Set tasks:
**a.** Copy the stretch of the financial statement notes from "The Initial Shareholders have" through "or other property." word for word.
**b.** Write the next part of the financial statement notes, starting right after their final sentence.

[Quoted passage start]

NOTE 3 — INITIAL PUBLIC OFFERING

 

Pursuant to the Initial Public Offering, the Company sold 20,000,000 Units, at a purchase price of $10.00 per Unit, which includes the partial exercise by the underwriters of their over-allotment option in the amount of 2,500,000 Units at $10.00 per Unit. Each Unit consists of one ordinary share and one redeemable warrant (“Public Warrant”). Each Public Warrant entitles the holder to purchase one ordinary share at a price of $11.50 per share (see Note 6).

 

NOTE 4 — RELATED PARTY TRANSACTIONS

 

Founder Shares

 

In December 2018, the Company issued an aggregate of 4,312,500 ordinary shares (“Founder Shares”) for an aggregate purchase price of $25,000. In August 2019, the Company effected a share capitalization pursuant to which the Company issued an additional 718,750 ordinary shares. All share and per-share amounts have been retroactively restated to reflect the share capitalization. As a result, there were 5,031,250 shares outstanding, of which an aggregate of up to 656,250 shares were subject to forfeiture by the Initial Shareholders to the extent that the underwriters’ over-allotment was not exercised in full or in part, so that the Initial Shareholders would own 20% of the Company’s issued and outstanding shares after the Initial Public Offering. As a result of the underwriters’ election to partially exercise their over-allotment option, 31,250 Founder Shares were forfeited and 625,000 Founder Shares are no longer subject to forfeiture. Thus, at December 31, 2019, there are 5,000,000 ordinary shares to the Initial Shareholders outstanding.

 

The Initial Shareholders have agreed, subject to limited exceptions, not to transfer, assign or sell any of the Founder Shares until the earlier of (i) one year after the date of the consummation of a Business Combination and (ii) the date on which the closing price of the Company’s ordinary shares equals or exceeds $12.50 price per share (as adjusted for share splits, share dividends, reorganizations and recapitalizations) for any 20 trading days within any 30-trading day period commencing 150 days after a Business Combination, or earlier if, subsequent to a Business Combination, the Company consummates a subsequent liquidation, merger, share exchange or other similar transaction which results in all of the Company’s shareholders having the right to exchange their ordinary shares for cash, securities or other property.

 

9

 

 

UNION ACQUISITION CORP. II

NOTES TO CONDENSED FINANCIAL STATEMENTS

DECEMBER 31, 2019

(Unaudited)

 

Private Placement

 

Simultaneously with the closing of the Initial Public Offering, certain of the Initial Shareholders purchased an aggregate of 6,250,000 Private Placement Warrants at a price of $1.00 Per Private Placement Warrant for an aggregate purchase price of $6,250,000. Each Private Placement Warrant is exercisable to purchase one ordinary share at an exercise price of $11.50. The proceeds from the Private Placement Warrants were added to the proceeds from the Initial Public Offering to be held in the Trust Account. If the Company does not complete a Business Combination within the Combination Period, the proceeds of the sale of the Private Placement Warrants will be used to fund the redemption of the Public Shares (subject to the requirements of applicable law) and the Private Placement Warrants will expire worthless. There will be no redemption rights or liquidating distributions from the Trust Account with respect to the Private Placement Warrants.

[Quoted passage end]
[Recorded information start]

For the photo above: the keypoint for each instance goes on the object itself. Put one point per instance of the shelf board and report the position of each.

[Recorded information end]

Responses by task:
**a.**
The Initial Shareholders have agreed, subject to limited exceptions, not to transfer, assign or sell any of the Founder Shares until the earlier of (i) one year after the date of the consummation of a Business Combination and (ii) the date on which the closing price of the Company’s ordinary shares equals or exceeds $12.50 price per share (as adjusted for share splits, share dividends, reorganizations and recapitalizations) for any 20 trading days within any 30-trading day period commencing 150 days after a Business Combination, or earlier if, subsequent to a Business Combination, the Company consummates a subsequent liquidation, merger, share exchange or other similar transaction which results in all of the Company’s shareholders having the right to exchange their ordinary shares for cash, securities or other property.

**b.**
 

The Private Placement Warrants are identical to the Public Warrants underlying the Units sold in the Initial Public Offering, except that the Private Placement Warrants (i) will not be redeemable by the Company and (ii) may be exercised for cash or on a cashless basis, so long as they are held by the initial purchasers or any of their permitted transferees. If the Private Placement Warrants are held by holders other than the initial purchasers or any of their permitted transferees, the Private Placement Warrants will be redeemable by the Company and exercisable by the holders on the same basis as the Public Warrants. In addition, the Private Placement Warrants may not be transferable, assignable or salable until 30 days after the consummation of a Business Combination, subject to certain limited exceptions.

 

Promissory Note — Related Party

 

The Company issued an unsecured promissory note to Union Group on December 19, 2018, pursuant to which the Company may borrow up to aggregate principal amount of $200,000 (the “Promissory Note”). The Promissory Note was non-interest bearing and payable on the earlier of (i) December 31, 2019, (ii) the consummation of the Initial Public Offering or (iii) the date on which the Company determined not to proceed with the Initial Public Offering. The outstanding balance of $175,000 under the Promissory Note was repaid during the three months ended December 31, 2019.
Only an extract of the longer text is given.